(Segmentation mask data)
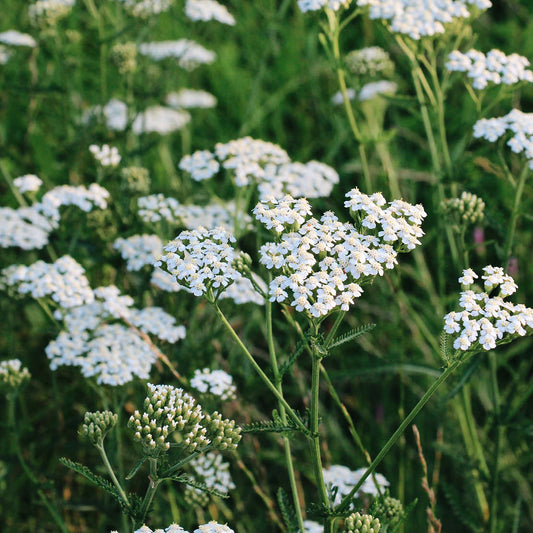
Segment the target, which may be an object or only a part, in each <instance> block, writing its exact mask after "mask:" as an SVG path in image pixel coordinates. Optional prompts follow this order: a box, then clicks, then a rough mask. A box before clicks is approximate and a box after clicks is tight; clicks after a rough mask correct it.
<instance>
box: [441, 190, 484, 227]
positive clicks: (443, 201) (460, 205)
mask: <svg viewBox="0 0 533 533" xmlns="http://www.w3.org/2000/svg"><path fill="white" fill-rule="evenodd" d="M441 208H442V210H443V212H444V214H445V215H447V216H448V217H449V218H450V219H452V220H453V221H454V222H456V223H459V224H468V225H470V224H479V223H480V222H481V221H482V220H483V217H484V210H485V202H484V201H483V200H482V199H481V198H480V197H479V196H476V195H475V194H472V193H471V192H467V191H463V193H462V194H461V197H460V198H446V199H445V200H444V201H443V202H442V204H441Z"/></svg>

▶ _Required work_
For this exercise, copy each line of the data above exactly, from the first through the line containing "box: [441, 190, 484, 227]", and drop the pictures.

▶ _Solution_
Segment the target, which may be an object or only a part, in each <instance> block, writing its exact mask after "mask:" as an SVG path in image pixel coordinates. Optional prompts follow this order: a box, then clicks, then a rough mask. A box before clicks is approximate and a box after clicks is tight; clicks after a rough mask correct it.
<instance>
box: [441, 190, 484, 227]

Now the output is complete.